(Data begins)
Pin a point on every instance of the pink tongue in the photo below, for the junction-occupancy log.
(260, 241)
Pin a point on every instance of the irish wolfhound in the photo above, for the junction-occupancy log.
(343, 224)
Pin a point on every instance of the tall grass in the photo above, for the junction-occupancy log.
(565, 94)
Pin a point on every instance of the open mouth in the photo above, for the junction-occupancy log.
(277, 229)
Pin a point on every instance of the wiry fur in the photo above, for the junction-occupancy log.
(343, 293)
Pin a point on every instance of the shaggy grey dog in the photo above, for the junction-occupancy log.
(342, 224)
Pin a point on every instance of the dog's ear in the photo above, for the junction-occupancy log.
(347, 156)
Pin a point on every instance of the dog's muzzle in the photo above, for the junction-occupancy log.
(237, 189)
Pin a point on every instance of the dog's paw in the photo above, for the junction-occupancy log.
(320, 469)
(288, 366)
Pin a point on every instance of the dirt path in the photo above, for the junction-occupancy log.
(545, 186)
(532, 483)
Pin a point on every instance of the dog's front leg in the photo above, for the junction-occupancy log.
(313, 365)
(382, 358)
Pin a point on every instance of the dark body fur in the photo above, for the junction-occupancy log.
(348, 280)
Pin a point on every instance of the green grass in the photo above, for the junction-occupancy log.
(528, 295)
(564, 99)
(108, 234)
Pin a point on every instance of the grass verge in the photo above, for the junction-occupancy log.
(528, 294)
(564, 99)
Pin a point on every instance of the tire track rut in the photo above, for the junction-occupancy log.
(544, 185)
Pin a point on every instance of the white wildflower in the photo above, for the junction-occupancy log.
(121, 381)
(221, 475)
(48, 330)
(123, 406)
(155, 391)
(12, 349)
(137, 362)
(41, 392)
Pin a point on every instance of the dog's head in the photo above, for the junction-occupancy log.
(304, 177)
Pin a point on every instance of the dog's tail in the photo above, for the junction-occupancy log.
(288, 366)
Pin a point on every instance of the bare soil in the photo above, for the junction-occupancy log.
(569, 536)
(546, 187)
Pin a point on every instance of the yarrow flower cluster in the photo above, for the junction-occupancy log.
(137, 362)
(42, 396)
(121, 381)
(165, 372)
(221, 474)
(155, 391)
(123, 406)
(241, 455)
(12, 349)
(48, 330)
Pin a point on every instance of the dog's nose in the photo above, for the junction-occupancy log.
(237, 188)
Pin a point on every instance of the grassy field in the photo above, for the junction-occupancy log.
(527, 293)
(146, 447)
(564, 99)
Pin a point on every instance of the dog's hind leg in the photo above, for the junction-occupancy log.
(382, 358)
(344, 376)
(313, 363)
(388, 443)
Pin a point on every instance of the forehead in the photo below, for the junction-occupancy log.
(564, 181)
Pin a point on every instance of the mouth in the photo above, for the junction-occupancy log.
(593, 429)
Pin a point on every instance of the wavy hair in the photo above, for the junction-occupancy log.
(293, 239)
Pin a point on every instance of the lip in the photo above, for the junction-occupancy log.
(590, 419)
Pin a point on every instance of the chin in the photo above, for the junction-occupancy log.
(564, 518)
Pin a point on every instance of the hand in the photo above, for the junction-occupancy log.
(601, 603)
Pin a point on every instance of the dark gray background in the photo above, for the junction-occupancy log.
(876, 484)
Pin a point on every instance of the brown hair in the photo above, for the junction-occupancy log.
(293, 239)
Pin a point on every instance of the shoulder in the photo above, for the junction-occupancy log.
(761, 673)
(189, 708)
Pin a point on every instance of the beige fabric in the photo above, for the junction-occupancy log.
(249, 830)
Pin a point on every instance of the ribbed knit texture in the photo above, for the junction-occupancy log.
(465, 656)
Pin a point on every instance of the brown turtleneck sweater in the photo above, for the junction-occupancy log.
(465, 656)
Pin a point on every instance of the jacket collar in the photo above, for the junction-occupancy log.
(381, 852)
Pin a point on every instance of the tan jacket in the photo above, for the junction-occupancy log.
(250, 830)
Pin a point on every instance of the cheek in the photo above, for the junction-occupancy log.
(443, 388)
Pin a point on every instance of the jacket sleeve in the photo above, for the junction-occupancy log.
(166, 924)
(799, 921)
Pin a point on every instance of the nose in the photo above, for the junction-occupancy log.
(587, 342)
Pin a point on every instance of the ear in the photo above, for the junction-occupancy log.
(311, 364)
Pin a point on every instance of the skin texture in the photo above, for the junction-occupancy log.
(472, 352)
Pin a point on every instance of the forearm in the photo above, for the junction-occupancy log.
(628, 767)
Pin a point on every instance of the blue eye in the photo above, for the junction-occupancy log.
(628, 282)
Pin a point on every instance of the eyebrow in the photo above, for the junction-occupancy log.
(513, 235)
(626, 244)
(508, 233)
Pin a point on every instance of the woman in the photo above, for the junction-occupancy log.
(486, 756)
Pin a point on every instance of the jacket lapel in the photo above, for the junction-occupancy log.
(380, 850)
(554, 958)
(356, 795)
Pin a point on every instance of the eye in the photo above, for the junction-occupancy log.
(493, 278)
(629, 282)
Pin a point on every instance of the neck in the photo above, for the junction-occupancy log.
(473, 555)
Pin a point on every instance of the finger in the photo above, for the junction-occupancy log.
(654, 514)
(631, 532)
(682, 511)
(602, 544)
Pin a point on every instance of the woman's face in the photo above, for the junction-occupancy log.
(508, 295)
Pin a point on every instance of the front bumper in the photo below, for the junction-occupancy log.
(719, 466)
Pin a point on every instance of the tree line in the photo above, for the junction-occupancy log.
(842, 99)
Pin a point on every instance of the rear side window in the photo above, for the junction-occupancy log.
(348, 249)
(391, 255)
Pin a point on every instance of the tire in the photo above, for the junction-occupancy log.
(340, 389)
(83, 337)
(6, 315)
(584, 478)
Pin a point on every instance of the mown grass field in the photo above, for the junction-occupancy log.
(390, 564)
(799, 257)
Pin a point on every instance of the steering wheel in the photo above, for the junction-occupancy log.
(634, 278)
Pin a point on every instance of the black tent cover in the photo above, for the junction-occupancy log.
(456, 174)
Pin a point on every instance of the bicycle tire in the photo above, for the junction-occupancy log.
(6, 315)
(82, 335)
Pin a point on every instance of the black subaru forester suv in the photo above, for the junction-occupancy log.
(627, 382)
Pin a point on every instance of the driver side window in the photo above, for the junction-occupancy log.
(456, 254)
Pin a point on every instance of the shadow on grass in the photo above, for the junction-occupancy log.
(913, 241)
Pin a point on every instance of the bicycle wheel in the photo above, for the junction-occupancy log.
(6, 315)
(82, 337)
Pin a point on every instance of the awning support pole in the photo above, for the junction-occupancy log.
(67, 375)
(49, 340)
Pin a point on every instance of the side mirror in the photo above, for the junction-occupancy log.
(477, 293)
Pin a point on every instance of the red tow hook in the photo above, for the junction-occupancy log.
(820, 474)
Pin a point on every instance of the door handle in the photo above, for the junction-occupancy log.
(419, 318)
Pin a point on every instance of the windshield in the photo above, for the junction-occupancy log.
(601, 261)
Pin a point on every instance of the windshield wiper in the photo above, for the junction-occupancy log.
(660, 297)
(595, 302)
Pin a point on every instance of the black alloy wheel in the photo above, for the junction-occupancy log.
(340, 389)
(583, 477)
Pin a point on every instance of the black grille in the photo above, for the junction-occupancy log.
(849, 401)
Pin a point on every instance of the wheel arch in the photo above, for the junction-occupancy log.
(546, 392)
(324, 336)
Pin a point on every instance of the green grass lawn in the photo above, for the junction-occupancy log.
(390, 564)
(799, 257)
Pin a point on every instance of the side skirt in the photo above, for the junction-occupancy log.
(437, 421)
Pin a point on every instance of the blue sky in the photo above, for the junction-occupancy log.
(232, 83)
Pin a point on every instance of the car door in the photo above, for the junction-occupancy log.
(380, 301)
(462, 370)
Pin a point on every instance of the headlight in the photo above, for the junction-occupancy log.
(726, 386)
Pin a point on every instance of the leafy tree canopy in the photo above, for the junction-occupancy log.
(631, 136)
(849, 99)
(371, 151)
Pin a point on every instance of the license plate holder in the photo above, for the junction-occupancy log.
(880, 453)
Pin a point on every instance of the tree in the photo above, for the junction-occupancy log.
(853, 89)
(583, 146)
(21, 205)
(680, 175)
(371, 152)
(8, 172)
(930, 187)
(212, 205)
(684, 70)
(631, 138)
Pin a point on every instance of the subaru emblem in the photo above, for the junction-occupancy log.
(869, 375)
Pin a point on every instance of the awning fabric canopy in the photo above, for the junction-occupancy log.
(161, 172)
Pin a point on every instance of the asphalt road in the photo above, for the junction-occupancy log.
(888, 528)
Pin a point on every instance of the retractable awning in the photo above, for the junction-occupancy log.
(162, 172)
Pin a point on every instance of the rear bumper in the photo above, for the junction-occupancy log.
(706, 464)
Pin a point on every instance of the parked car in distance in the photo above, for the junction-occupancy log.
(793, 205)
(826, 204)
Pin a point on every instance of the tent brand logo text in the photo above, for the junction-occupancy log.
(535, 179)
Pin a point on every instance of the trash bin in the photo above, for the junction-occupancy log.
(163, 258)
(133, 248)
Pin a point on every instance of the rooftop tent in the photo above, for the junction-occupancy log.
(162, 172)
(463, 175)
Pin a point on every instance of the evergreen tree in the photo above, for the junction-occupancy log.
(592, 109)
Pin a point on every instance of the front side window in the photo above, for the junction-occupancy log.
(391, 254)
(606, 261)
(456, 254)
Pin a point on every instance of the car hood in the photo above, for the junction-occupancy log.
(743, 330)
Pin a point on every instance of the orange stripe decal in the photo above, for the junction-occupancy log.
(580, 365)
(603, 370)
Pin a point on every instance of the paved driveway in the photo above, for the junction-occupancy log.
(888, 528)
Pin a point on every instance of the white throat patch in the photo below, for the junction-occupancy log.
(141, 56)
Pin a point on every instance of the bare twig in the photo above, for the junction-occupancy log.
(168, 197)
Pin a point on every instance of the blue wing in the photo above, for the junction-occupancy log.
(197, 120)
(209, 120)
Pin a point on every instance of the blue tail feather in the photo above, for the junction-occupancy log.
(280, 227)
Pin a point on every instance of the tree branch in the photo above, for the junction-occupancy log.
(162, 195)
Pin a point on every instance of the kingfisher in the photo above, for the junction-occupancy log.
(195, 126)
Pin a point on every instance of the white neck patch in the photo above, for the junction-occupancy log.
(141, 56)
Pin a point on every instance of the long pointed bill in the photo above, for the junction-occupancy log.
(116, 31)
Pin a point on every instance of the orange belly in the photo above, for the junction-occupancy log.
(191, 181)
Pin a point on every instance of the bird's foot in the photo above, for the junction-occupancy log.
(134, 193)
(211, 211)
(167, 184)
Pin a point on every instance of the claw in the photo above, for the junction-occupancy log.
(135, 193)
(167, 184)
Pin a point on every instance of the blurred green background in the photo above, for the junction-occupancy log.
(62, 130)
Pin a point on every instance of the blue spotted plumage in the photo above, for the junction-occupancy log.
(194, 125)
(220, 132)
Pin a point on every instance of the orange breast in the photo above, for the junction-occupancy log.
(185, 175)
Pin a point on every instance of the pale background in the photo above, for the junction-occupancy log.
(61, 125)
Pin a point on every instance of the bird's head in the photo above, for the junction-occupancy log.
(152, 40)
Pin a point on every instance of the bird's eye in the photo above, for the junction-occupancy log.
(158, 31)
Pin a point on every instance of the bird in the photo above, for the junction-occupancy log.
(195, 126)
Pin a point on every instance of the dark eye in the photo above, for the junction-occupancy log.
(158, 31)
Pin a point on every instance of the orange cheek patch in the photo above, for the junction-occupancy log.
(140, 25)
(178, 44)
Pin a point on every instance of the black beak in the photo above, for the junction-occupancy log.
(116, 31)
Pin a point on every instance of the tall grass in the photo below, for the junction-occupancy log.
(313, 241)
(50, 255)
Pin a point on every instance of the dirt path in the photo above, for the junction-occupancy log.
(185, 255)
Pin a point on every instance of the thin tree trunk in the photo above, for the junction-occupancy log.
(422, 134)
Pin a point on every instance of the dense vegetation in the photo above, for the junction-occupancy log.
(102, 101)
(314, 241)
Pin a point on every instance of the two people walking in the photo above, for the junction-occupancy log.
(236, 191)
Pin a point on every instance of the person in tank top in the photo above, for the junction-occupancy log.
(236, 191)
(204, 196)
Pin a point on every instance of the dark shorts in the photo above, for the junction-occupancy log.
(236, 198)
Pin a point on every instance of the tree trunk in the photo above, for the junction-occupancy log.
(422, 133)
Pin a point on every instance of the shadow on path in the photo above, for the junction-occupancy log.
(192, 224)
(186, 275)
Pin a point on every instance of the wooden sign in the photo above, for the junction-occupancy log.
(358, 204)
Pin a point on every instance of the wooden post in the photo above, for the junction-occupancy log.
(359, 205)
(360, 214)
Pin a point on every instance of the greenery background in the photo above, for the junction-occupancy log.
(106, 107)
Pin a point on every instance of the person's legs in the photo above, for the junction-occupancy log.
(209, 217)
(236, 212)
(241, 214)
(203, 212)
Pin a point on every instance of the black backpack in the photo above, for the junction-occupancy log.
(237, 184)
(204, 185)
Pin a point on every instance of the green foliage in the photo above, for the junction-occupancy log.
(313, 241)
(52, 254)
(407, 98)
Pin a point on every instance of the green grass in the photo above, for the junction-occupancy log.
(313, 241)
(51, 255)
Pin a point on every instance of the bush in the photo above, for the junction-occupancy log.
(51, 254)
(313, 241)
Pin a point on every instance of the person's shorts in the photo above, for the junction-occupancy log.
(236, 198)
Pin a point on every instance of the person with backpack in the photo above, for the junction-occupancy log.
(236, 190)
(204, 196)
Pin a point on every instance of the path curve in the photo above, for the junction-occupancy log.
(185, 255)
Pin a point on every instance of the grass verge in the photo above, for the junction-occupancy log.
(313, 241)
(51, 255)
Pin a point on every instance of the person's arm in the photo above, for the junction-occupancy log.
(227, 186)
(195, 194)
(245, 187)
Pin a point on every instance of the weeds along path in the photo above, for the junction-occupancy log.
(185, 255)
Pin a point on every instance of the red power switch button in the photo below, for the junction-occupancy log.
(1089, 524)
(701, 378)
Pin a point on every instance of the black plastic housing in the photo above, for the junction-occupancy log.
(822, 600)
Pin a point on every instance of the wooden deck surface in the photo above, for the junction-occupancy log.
(Data ends)
== Try it ==
Please repeat the lines above exactly, beginning with the line that contains "Pin a point on every instance of the person's arm" and ending with the final one.

== Exercise answer ==
Pin a point on every instance of the person's arm in the photo above, for the junction-occupancy log.
(227, 186)
(195, 194)
(245, 187)
Pin a point on every instance of the weeds along path in the photo above, for the junction-occupancy log.
(185, 255)
Pin a point on every instance of the red power switch button in the photo below, for the junction-occupancy log.
(1089, 524)
(701, 378)
Pin a point on every instance of the black plastic housing in the photo above, for the junction-occupancy log.
(822, 600)
Pin a point on every instance of the wooden deck surface in the photo above, for the junction-occupancy log.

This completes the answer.